**TASK**: Return the listing below exactly, with the pictures dropped.

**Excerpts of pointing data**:

- - - -

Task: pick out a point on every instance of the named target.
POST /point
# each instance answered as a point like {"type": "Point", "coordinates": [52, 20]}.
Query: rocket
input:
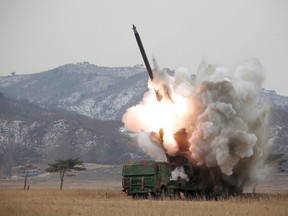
{"type": "Point", "coordinates": [145, 59]}
{"type": "Point", "coordinates": [163, 90]}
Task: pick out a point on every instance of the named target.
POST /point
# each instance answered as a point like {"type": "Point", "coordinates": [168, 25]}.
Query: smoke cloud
{"type": "Point", "coordinates": [213, 117]}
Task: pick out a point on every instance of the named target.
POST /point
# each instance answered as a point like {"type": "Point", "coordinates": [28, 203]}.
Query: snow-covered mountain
{"type": "Point", "coordinates": [30, 134]}
{"type": "Point", "coordinates": [98, 92]}
{"type": "Point", "coordinates": [92, 100]}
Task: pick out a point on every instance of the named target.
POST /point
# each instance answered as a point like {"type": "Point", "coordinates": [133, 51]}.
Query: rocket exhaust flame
{"type": "Point", "coordinates": [215, 121]}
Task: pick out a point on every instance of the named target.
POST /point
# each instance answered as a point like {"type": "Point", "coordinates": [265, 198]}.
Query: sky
{"type": "Point", "coordinates": [39, 35]}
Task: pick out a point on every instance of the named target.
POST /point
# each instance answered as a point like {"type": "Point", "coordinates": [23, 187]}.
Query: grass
{"type": "Point", "coordinates": [46, 202]}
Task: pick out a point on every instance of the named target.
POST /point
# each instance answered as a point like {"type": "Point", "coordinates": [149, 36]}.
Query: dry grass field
{"type": "Point", "coordinates": [97, 191]}
{"type": "Point", "coordinates": [44, 202]}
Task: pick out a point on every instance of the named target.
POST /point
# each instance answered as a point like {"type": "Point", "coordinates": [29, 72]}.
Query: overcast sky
{"type": "Point", "coordinates": [38, 35]}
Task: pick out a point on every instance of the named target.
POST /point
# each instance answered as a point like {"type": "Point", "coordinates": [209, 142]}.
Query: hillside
{"type": "Point", "coordinates": [76, 110]}
{"type": "Point", "coordinates": [30, 134]}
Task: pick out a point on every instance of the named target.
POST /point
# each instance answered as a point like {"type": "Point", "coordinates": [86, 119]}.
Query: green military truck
{"type": "Point", "coordinates": [144, 178]}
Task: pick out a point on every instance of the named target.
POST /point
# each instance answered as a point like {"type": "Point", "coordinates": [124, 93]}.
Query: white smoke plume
{"type": "Point", "coordinates": [214, 117]}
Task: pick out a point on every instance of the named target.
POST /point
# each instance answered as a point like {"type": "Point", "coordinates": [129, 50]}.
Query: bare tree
{"type": "Point", "coordinates": [63, 166]}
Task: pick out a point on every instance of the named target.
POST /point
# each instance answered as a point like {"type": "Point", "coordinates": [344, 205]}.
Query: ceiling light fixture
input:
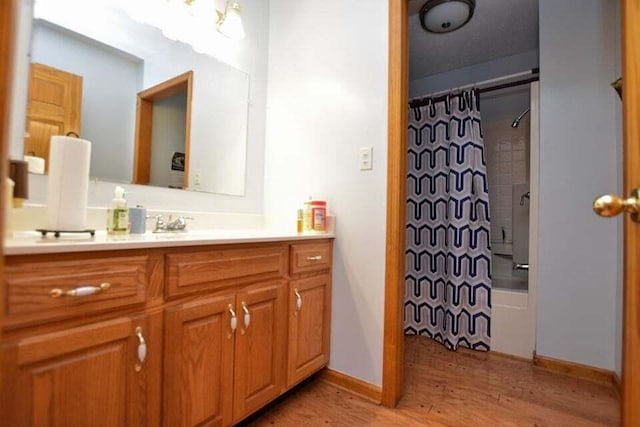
{"type": "Point", "coordinates": [230, 22]}
{"type": "Point", "coordinates": [443, 16]}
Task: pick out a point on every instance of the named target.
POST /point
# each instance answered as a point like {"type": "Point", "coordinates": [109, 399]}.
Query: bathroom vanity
{"type": "Point", "coordinates": [161, 331]}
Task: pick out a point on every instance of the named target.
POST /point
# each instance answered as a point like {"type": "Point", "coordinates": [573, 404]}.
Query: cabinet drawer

- - - -

**SOLUTION TO THIS TASK**:
Task: pick out a point on every instance of the named target.
POST /point
# each instance answered as a point like {"type": "Point", "coordinates": [52, 20]}.
Query: rocket
input:
{"type": "Point", "coordinates": [145, 59]}
{"type": "Point", "coordinates": [163, 90]}
Task: pick out a point on every instance of the named target.
POST /point
# each instance answered as a point like {"type": "Point", "coordinates": [168, 25]}.
Query: smoke cloud
{"type": "Point", "coordinates": [213, 117]}
Task: pick out a point on every instance of the named target.
POST /point
# each instance answered as a point like {"type": "Point", "coordinates": [28, 203]}.
Query: snow-covered mountain
{"type": "Point", "coordinates": [30, 134]}
{"type": "Point", "coordinates": [98, 92]}
{"type": "Point", "coordinates": [92, 100]}
Task: pick out a point on every instance of the named target.
POST /point
# each instance answered as a point like {"type": "Point", "coordinates": [133, 51]}.
Query: rocket exhaust flame
{"type": "Point", "coordinates": [215, 121]}
Task: pick out a point on every instance of the named target.
POST /point
# each instance answered as a point like {"type": "Point", "coordinates": [265, 198]}.
Query: sky
{"type": "Point", "coordinates": [39, 35]}
Task: pick out a point on every instance of the named target.
POST /point
# each instance answered as a point like {"type": "Point", "coordinates": [23, 187]}.
Query: grass
{"type": "Point", "coordinates": [46, 202]}
Task: pick out a point on every instance of the named target.
POST /point
# each instance answered as a point like {"type": "Point", "coordinates": [149, 36]}.
Query: dry grass field
{"type": "Point", "coordinates": [97, 191]}
{"type": "Point", "coordinates": [44, 202]}
Task: pick out a point on every instance of the named target.
POST /point
# each instance answered as a point like {"type": "Point", "coordinates": [29, 72]}.
Query: overcast sky
{"type": "Point", "coordinates": [38, 35]}
Task: pick out a point on every instance of the named target.
POST /point
# each instance answered as a point like {"type": "Point", "coordinates": [209, 142]}.
Query: hillside
{"type": "Point", "coordinates": [76, 110]}
{"type": "Point", "coordinates": [30, 134]}
Task: pick out a point on every instance of the named target.
POST /point
# each instance answered as a point like {"type": "Point", "coordinates": [86, 119]}.
Query: green military truck
{"type": "Point", "coordinates": [144, 178]}
Task: pick out a point on every instance of the named target.
POST /point
# each instance answered as a point like {"type": "Point", "coordinates": [124, 93]}.
Query: white smoke plume
{"type": "Point", "coordinates": [214, 117]}
Task: pick out a point on every instance of the named target.
POST /point
# each instance answered as a point like {"type": "Point", "coordinates": [129, 50]}.
Query: bare tree
{"type": "Point", "coordinates": [63, 166]}
Task: pick out a point on every instance of the named target.
POST /point
# each instance answered as a point like {"type": "Point", "coordinates": [344, 205]}.
Query: ceiling light fixture
input:
{"type": "Point", "coordinates": [230, 22]}
{"type": "Point", "coordinates": [443, 16]}
Task: pick out a point on every instance of the named target.
POST /point
# each instance answered as a point like {"type": "Point", "coordinates": [109, 399]}.
Query: bathroom vanity
{"type": "Point", "coordinates": [161, 331]}
Task: pick out a point on every instance of the named target.
POST /point
# each instance answered as a point like {"type": "Point", "coordinates": [573, 404]}.
Query: cabinet drawer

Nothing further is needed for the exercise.